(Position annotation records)
####
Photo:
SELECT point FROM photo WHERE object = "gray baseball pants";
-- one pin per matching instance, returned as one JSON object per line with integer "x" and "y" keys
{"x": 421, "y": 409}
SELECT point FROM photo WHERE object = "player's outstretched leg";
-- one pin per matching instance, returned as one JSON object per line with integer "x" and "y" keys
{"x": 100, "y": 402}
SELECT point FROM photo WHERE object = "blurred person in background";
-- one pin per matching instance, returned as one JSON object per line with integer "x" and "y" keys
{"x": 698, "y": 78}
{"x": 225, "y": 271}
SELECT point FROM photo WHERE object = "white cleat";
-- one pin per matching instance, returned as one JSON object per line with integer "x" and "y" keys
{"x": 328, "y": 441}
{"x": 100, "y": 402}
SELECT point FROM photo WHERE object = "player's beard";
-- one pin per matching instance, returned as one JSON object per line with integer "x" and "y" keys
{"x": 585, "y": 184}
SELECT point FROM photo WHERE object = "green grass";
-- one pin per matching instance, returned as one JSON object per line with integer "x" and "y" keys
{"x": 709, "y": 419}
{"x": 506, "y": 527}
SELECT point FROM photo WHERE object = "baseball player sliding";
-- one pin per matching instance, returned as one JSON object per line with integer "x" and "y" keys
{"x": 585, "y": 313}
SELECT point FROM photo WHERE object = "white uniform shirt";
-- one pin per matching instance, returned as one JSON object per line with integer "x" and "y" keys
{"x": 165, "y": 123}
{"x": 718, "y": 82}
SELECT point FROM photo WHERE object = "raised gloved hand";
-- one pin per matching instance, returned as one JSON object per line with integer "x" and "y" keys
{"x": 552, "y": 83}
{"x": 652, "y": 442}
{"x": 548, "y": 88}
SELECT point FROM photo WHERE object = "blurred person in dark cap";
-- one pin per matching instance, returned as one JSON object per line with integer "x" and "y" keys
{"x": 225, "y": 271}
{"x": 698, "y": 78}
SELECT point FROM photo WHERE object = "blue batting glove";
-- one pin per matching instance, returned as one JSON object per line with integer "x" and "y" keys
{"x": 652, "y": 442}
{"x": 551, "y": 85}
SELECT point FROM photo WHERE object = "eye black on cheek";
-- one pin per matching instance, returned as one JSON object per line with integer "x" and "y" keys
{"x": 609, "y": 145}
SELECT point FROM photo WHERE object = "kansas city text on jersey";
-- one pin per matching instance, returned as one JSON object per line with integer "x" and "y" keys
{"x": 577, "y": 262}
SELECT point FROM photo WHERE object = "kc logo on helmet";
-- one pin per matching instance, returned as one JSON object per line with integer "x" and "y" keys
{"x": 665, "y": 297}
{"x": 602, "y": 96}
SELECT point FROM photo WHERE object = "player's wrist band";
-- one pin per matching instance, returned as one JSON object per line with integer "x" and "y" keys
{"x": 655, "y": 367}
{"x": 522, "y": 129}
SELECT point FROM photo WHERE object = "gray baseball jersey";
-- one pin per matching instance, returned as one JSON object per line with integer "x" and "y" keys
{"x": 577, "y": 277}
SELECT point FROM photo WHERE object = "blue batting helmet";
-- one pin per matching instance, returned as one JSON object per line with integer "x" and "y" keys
####
◆ STATED GOAL
Reproduce the complete data exactly as presented above.

◆ EXPECTED ANSWER
Photo:
SELECT point FROM photo WHERE object = "gray baseball pants";
-- one pin per matching instance, returned as one JSON object per line with integer "x" and "y" keys
{"x": 421, "y": 409}
SELECT point FROM photo WHERE object = "player's outstretched leg";
-- one pin per matching instance, returned as one JSON object per line with integer "x" and "y" keys
{"x": 100, "y": 402}
SELECT point FROM photo WHERE object = "blurred person in background";
-- one pin per matching instance, returned as one JSON object per line with integer "x" and "y" keys
{"x": 698, "y": 78}
{"x": 225, "y": 271}
SELECT point FROM photo WHERE object = "white cleat";
-- one pin per matching instance, returned as one JSON object per line with integer "x" and "y" keys
{"x": 328, "y": 441}
{"x": 100, "y": 402}
SELECT point FROM photo WHERE object = "player's beard";
-- one pin per matching instance, returned as one JSON object per line with integer "x" and "y" keys
{"x": 585, "y": 184}
SELECT point FROM photo WHERE object = "green grass";
-- one pin per matching instance, returned as one JSON object per line with integer "x" and "y" keys
{"x": 709, "y": 419}
{"x": 506, "y": 527}
SELECT point FROM photo WHERE object = "baseball player sliding";
-- one pin per matching instance, returned as one JSON object per line with integer "x" and "y" keys
{"x": 585, "y": 313}
SELECT point FROM photo WHERE object = "white uniform shirt";
-- one pin per matching instance, returned as one JSON object per line with integer "x" and "y" keys
{"x": 165, "y": 123}
{"x": 718, "y": 82}
SELECT point FROM photo WHERE object = "raised gloved hand";
-- one pin per matching instance, returned as one JSON object per line with integer "x" and "y" keys
{"x": 552, "y": 83}
{"x": 652, "y": 442}
{"x": 548, "y": 88}
SELECT point FROM photo WHERE object = "blurred person in dark cap";
-- one pin per matching instance, returned as one JSON object per line with integer "x" and "y" keys
{"x": 225, "y": 271}
{"x": 698, "y": 78}
SELECT point FROM photo WHERE object = "blue batting glove";
-- one pin per matching instance, returned as one JSON object per line with integer "x" and "y" keys
{"x": 652, "y": 442}
{"x": 551, "y": 85}
SELECT point FROM photo WHERE object = "eye black on cheek";
-- one pin per matching instance, returned as one JSON object per line with integer "x" and "y" keys
{"x": 609, "y": 145}
SELECT point FROM photo WHERE object = "kansas city text on jersey";
-- one pin per matching instance, returned as one JSON object per line with integer "x" and "y" keys
{"x": 577, "y": 262}
SELECT point FROM photo WHERE object = "kc logo on helmet";
-- one pin per matching instance, returned as one JSON object per line with integer "x" and "y" keys
{"x": 665, "y": 297}
{"x": 602, "y": 96}
SELECT point FROM photo WHERE object = "player's wrist band";
-- one pin per matching instance, returned as one JSON object per line with integer "x" and "y" keys
{"x": 655, "y": 367}
{"x": 522, "y": 129}
SELECT point FROM photo WHERE object = "gray baseball jersey";
-- one pin per matching instance, returned as one JSON object per line with integer "x" and "y" keys
{"x": 577, "y": 277}
SELECT point FROM photo WHERE object = "blue batting helmet";
-- one pin per matching instance, returned as one JSON object per line with integer "x" and "y" keys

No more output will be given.